Stored data:
^^^^^^^^

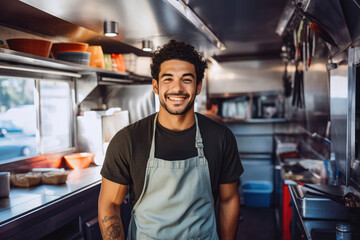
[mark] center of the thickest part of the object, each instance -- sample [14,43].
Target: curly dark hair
[180,51]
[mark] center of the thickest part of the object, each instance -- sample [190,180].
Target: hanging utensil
[304,48]
[296,86]
[308,46]
[286,82]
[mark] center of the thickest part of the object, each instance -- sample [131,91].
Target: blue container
[257,193]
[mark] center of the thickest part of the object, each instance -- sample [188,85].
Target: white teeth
[176,99]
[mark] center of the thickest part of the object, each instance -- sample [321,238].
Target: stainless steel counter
[24,201]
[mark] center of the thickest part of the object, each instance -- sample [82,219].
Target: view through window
[19,125]
[17,118]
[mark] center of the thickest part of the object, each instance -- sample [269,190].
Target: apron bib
[176,201]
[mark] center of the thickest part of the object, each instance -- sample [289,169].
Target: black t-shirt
[128,152]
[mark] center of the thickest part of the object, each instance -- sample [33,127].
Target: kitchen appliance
[314,206]
[95,129]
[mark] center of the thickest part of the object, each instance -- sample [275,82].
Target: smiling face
[177,87]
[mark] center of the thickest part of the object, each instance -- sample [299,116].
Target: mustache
[177,94]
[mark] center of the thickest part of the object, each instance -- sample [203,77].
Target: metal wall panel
[338,102]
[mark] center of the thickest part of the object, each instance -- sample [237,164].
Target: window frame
[38,75]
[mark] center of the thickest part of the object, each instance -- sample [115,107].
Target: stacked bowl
[75,52]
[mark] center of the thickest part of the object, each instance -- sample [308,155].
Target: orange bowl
[68,47]
[37,47]
[79,160]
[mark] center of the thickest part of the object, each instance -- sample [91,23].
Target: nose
[177,86]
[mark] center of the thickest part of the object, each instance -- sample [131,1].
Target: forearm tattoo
[114,230]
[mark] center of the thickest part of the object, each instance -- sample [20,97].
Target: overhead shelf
[13,60]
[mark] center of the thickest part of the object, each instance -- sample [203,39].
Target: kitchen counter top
[315,228]
[24,201]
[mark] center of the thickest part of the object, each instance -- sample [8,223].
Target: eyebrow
[171,75]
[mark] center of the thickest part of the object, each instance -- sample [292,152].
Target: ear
[198,88]
[155,86]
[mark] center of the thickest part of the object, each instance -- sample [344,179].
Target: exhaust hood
[329,18]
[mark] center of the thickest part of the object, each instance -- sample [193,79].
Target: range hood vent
[328,17]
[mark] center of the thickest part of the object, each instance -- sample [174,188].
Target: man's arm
[229,208]
[111,196]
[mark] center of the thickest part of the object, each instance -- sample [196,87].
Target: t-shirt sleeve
[231,168]
[116,163]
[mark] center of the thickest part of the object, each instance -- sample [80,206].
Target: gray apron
[176,201]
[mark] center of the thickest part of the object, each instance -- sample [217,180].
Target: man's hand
[110,198]
[228,210]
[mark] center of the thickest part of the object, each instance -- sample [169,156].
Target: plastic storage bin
[257,193]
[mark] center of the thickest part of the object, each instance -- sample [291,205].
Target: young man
[176,164]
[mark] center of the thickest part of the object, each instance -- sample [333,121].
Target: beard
[177,111]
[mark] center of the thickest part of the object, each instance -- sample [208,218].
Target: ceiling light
[147,45]
[111,28]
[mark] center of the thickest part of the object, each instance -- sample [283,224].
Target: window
[55,112]
[35,117]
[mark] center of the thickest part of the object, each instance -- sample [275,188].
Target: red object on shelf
[79,160]
[68,47]
[286,212]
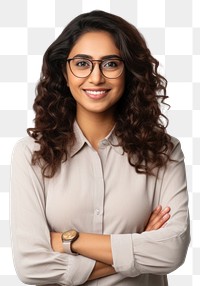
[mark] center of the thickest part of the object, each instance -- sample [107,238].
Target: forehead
[95,44]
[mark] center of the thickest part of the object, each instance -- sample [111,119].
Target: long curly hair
[140,123]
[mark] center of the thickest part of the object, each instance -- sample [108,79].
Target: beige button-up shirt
[97,192]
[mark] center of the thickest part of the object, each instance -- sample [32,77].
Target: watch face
[69,235]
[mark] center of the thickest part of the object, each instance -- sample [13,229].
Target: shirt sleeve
[35,261]
[164,250]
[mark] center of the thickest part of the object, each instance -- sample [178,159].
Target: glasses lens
[80,67]
[112,68]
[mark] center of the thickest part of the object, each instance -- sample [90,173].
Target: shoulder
[177,153]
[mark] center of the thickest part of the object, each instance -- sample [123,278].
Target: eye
[111,64]
[81,63]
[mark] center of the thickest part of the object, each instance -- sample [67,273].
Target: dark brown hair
[140,125]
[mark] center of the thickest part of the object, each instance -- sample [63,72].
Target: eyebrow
[102,58]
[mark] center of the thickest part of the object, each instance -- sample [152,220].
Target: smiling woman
[93,92]
[99,192]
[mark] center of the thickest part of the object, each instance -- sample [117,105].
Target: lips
[96,93]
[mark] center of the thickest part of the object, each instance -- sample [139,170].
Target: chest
[99,193]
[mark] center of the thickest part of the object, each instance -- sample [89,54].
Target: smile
[96,94]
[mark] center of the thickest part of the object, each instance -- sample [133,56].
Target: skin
[95,116]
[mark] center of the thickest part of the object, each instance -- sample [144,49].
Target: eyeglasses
[82,67]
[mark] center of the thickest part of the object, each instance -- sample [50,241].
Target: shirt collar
[81,140]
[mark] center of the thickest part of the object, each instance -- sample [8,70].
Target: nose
[96,76]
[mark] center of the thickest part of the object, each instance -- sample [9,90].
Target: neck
[95,127]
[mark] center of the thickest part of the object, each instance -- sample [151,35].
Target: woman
[97,163]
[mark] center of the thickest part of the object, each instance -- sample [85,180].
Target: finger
[155,213]
[159,215]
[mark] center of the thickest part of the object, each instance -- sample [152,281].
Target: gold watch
[68,237]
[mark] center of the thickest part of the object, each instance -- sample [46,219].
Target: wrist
[68,238]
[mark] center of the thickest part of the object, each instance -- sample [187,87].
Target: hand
[158,218]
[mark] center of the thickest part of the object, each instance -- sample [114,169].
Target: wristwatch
[68,237]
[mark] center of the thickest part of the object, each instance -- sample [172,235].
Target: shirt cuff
[79,269]
[123,255]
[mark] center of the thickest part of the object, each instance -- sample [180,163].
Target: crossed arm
[98,247]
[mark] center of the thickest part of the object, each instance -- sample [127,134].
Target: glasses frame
[92,64]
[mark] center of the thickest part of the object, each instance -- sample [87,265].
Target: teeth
[94,92]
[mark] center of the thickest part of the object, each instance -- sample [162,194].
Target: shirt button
[97,211]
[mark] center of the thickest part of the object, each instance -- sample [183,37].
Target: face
[95,93]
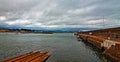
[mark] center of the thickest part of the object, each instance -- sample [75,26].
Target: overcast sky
[60,13]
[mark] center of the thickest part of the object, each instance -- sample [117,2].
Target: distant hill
[57,30]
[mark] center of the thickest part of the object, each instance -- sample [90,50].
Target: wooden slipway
[35,56]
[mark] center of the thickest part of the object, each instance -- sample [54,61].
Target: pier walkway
[105,39]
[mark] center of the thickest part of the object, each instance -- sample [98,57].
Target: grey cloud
[60,12]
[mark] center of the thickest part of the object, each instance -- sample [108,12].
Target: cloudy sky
[60,13]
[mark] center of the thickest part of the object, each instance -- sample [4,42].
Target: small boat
[34,56]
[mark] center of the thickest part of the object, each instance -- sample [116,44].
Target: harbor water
[64,46]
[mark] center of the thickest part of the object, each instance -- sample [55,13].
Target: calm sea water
[65,47]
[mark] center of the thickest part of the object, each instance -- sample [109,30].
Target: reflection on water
[65,47]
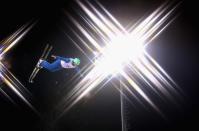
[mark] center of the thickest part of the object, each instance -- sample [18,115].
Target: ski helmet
[76,61]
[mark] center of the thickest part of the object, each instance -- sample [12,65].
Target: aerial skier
[58,64]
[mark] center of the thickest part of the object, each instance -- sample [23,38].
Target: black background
[176,50]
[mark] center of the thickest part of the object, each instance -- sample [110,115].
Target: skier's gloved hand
[53,56]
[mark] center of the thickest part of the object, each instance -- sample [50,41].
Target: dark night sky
[176,50]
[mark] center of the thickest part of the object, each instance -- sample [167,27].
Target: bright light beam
[122,52]
[6,76]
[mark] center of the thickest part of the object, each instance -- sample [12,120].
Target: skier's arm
[62,58]
[77,69]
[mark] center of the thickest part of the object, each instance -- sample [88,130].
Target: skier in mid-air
[60,63]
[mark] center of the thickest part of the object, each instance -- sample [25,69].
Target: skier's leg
[52,67]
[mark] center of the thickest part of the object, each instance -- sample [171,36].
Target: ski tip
[31,81]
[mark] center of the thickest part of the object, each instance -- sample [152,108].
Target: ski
[44,56]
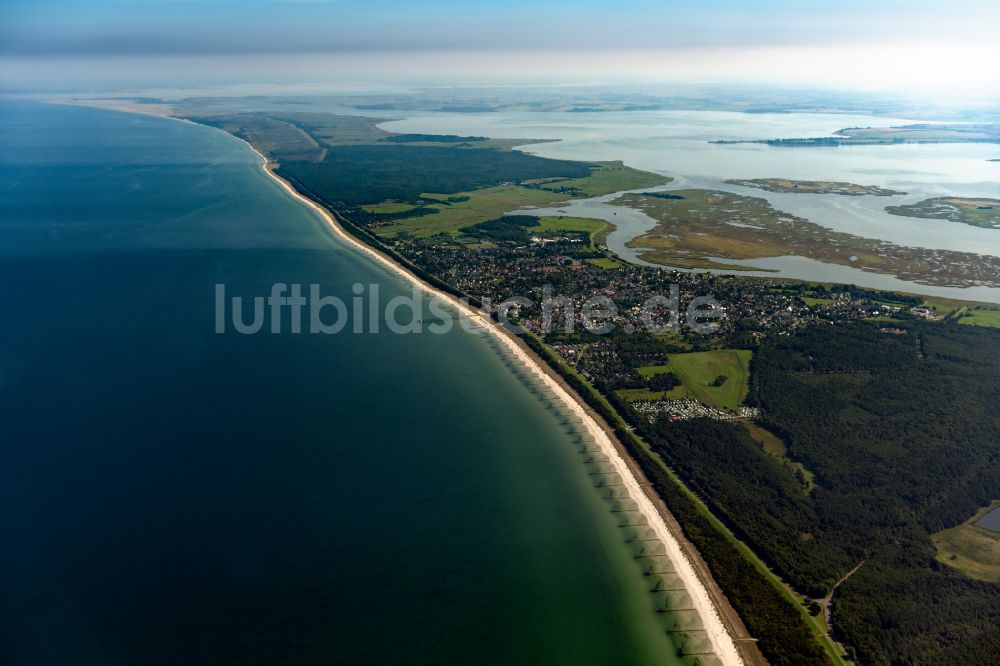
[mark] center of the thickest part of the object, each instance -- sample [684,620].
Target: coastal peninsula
[976,212]
[705,226]
[786,185]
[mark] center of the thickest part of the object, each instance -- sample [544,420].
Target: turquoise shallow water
[173,496]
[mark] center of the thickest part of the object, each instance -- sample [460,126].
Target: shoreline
[678,550]
[722,641]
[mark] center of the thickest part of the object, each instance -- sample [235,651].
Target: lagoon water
[169,495]
[676,144]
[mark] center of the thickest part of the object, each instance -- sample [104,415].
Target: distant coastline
[718,631]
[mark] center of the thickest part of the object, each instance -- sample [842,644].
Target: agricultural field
[699,372]
[475,206]
[389,208]
[607,263]
[605,178]
[975,212]
[973,550]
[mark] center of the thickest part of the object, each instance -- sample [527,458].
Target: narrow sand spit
[722,642]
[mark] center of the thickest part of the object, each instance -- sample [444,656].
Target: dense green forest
[901,431]
[354,175]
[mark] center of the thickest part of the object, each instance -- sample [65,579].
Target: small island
[786,185]
[878,136]
[705,228]
[976,212]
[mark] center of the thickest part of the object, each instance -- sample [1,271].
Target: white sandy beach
[722,642]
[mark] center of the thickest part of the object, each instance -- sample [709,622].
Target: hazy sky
[913,44]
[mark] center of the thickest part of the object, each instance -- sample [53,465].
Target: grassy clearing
[606,263]
[637,395]
[388,208]
[481,205]
[774,447]
[698,371]
[973,550]
[942,306]
[606,178]
[989,318]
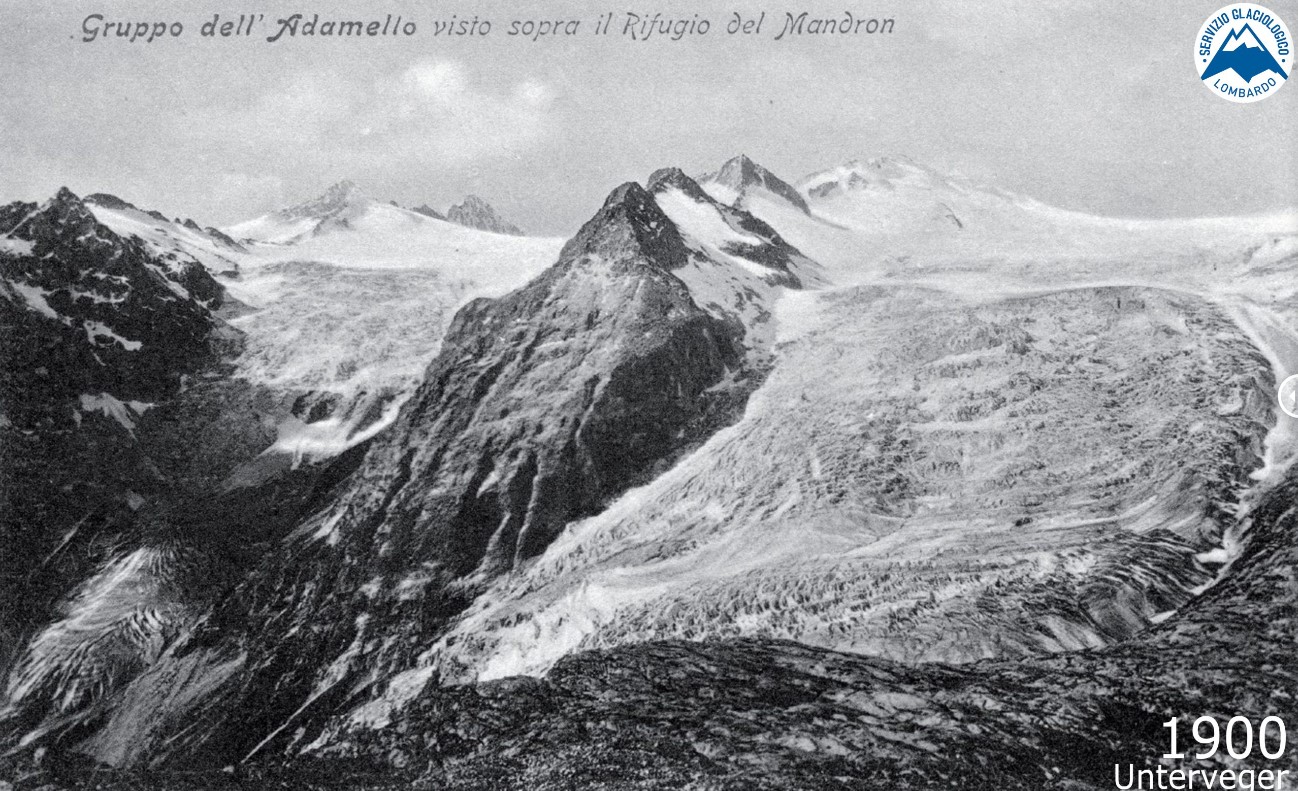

^^^^^^^^

§ **CHALLENGE**
Report each line of the records that contains the word "shelf", reproducing those lines in full.

§ **OUTPUT BELOW**
Target: overhead shelf
Target: red object on shelf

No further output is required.